- [Supplied records]:
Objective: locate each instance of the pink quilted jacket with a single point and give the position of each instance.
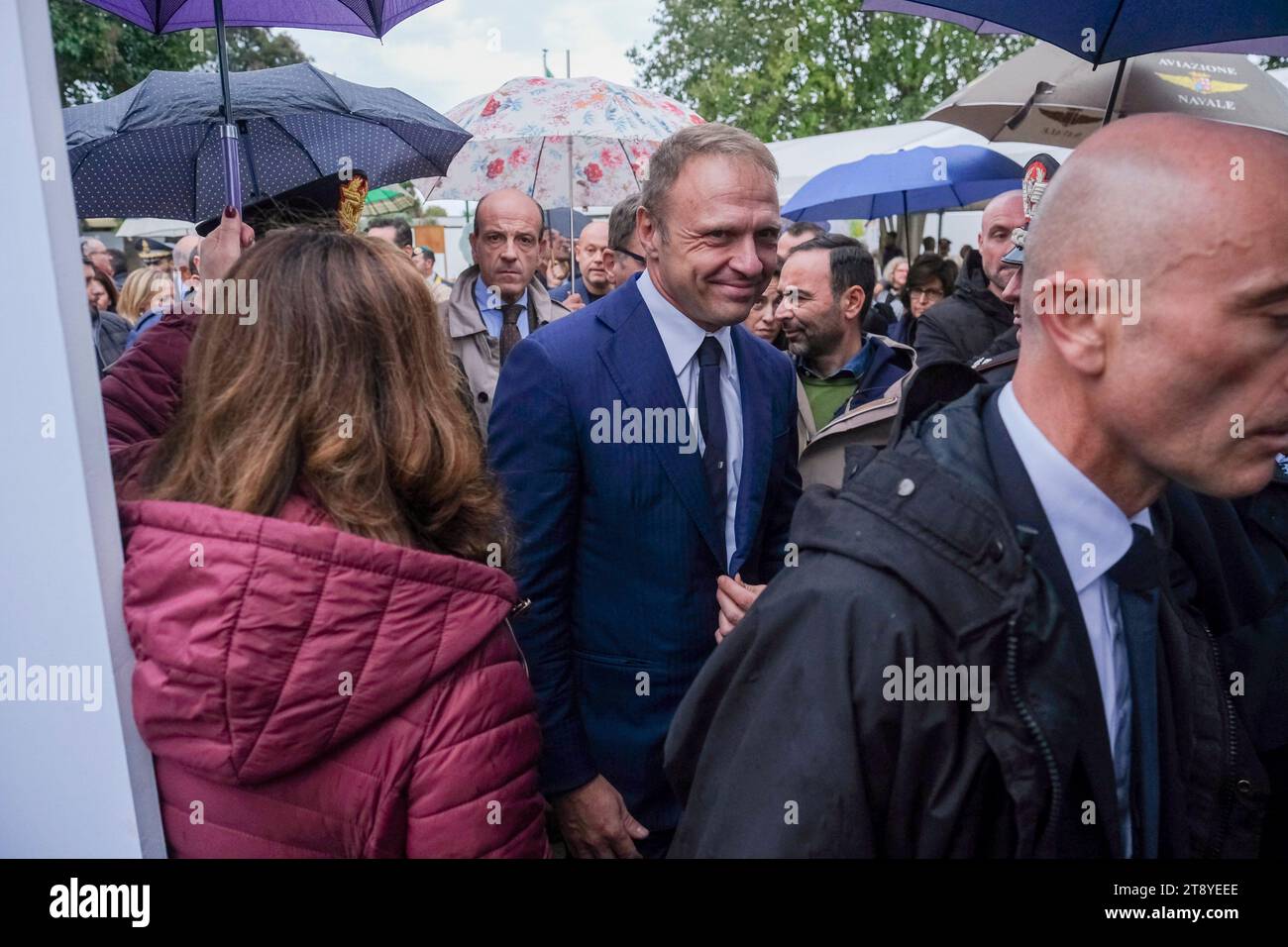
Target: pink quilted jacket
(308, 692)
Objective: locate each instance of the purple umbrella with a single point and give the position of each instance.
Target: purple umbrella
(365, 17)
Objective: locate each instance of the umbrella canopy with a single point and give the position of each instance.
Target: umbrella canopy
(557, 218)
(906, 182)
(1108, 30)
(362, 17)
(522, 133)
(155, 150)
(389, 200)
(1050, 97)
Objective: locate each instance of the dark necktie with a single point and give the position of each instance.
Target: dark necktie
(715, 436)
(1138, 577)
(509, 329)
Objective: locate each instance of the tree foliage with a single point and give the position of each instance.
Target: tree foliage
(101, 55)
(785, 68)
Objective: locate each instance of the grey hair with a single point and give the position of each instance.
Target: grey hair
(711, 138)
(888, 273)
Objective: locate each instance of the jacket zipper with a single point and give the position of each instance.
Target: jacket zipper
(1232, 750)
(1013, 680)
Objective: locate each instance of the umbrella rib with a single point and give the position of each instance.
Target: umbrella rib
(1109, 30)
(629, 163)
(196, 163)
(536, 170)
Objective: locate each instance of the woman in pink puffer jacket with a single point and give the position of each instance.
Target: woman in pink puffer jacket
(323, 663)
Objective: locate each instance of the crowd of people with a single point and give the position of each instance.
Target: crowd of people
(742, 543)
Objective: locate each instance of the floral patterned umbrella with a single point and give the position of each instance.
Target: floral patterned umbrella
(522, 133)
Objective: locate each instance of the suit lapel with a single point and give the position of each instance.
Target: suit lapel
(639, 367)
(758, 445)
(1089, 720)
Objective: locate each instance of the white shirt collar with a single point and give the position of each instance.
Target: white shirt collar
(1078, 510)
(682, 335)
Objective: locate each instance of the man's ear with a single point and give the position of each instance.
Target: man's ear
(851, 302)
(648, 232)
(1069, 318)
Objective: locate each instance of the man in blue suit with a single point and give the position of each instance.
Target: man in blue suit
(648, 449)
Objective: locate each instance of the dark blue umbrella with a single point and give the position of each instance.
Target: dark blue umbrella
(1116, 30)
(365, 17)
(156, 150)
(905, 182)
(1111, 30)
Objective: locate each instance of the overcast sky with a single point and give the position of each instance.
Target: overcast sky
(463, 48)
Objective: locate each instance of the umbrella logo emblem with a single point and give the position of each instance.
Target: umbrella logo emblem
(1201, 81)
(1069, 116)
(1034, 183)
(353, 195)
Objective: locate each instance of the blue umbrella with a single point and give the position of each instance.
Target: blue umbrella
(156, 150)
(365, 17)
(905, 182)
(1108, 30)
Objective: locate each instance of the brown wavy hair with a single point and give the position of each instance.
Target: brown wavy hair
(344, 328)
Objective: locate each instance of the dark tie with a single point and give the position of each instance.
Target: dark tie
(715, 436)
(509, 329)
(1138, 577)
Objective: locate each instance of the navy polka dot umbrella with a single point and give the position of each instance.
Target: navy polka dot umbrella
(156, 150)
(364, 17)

- [Task goal]:
Copy exactly the lines from the one containing "Objective: locate each instance of the brown" through the last line of the records, both included, and nothing else.

- [Completed task]:
Objective: locate each instance of the brown wavy hair with a single point and give the position of each instance.
Target: brown wavy hair
(344, 328)
Objective: locate each instance of the dark tie with a single point and give the position of each instance.
Target: dark tie
(715, 436)
(509, 329)
(1138, 577)
Objective: locate each instance of the navy polka dot umbrella with a single point and give the position of each instance.
Target: navy polka dot umbrella
(156, 150)
(364, 17)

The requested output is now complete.